_REQUIRED WORK_. Every line containing "forest" should be identified and copied from the data below.

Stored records

== == ==

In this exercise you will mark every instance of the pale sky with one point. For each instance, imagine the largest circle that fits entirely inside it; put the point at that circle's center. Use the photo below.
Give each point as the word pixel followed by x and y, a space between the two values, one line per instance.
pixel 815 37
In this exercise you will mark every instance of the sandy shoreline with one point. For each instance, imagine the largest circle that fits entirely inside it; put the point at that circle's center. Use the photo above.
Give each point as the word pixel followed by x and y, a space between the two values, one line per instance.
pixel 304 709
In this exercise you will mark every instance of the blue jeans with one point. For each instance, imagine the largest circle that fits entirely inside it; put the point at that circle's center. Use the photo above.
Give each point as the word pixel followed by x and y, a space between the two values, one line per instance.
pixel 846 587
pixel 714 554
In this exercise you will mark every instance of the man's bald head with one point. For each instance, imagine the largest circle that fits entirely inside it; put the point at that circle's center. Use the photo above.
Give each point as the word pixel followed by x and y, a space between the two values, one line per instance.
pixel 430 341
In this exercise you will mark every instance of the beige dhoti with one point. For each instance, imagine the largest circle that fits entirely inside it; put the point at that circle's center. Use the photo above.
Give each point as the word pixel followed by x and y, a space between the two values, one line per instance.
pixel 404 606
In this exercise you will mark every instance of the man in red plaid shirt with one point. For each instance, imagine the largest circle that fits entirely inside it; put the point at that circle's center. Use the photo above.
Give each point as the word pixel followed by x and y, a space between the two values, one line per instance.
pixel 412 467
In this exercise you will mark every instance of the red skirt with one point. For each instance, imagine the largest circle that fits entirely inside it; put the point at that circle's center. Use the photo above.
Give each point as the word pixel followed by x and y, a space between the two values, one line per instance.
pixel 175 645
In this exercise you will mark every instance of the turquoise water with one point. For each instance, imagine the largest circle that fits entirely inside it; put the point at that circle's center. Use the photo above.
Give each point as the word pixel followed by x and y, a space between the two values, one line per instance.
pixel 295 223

== == ==

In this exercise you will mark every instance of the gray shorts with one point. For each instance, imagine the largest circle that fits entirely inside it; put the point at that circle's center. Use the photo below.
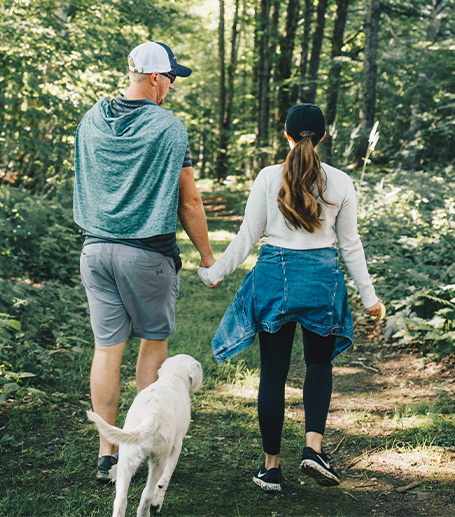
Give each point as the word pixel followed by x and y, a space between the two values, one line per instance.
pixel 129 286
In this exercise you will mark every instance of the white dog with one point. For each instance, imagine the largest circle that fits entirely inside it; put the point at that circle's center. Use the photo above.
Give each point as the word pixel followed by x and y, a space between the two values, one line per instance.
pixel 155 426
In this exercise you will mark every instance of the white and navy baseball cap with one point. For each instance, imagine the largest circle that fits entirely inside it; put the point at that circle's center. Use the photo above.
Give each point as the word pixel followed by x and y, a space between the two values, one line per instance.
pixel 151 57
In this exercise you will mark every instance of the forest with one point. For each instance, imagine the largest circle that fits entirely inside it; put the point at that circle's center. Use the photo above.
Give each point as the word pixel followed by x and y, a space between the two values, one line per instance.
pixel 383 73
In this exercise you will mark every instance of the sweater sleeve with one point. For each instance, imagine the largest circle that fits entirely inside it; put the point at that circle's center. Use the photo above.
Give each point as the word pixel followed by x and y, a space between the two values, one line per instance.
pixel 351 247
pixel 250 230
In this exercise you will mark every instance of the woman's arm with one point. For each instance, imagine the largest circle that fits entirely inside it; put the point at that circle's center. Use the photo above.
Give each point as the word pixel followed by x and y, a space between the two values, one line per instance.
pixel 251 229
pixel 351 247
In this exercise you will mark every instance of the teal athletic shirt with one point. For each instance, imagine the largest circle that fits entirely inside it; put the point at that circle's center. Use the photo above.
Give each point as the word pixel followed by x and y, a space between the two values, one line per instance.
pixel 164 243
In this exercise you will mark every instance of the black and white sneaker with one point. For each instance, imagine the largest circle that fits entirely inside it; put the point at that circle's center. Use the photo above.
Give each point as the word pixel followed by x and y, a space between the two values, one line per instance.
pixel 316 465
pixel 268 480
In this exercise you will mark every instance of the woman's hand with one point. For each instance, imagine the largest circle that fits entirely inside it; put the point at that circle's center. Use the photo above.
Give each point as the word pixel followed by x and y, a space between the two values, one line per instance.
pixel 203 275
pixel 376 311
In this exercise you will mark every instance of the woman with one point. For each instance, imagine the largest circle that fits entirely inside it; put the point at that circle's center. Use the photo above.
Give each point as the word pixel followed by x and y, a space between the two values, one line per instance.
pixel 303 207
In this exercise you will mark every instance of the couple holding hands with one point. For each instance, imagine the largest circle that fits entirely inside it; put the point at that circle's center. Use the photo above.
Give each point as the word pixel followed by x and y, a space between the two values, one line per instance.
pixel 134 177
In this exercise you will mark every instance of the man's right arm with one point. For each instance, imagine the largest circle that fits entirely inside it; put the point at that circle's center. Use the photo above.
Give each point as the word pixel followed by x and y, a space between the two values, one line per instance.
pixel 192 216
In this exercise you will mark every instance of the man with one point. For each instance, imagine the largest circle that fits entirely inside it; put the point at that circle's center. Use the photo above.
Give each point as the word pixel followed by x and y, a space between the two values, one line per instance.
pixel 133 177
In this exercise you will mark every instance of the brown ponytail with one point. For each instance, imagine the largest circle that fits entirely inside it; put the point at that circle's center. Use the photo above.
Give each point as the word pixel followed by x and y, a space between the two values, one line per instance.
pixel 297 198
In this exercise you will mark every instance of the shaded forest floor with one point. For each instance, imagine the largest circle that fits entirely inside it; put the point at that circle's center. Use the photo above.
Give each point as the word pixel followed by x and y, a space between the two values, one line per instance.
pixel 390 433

== == ==

_EXERCISE SOLUTION_.
In this exercise you will mark every instance of the forest with one point. For each instance, imagine the largest circle that fits entirely inside it; put the point at that circle's center. Use the photo above.
In this exercise you will mark every instance of the shaded forest floor with one point. For each instance, imagine the largest circle that fits entirely inside it; put the point at that circle's center. Use the photo above.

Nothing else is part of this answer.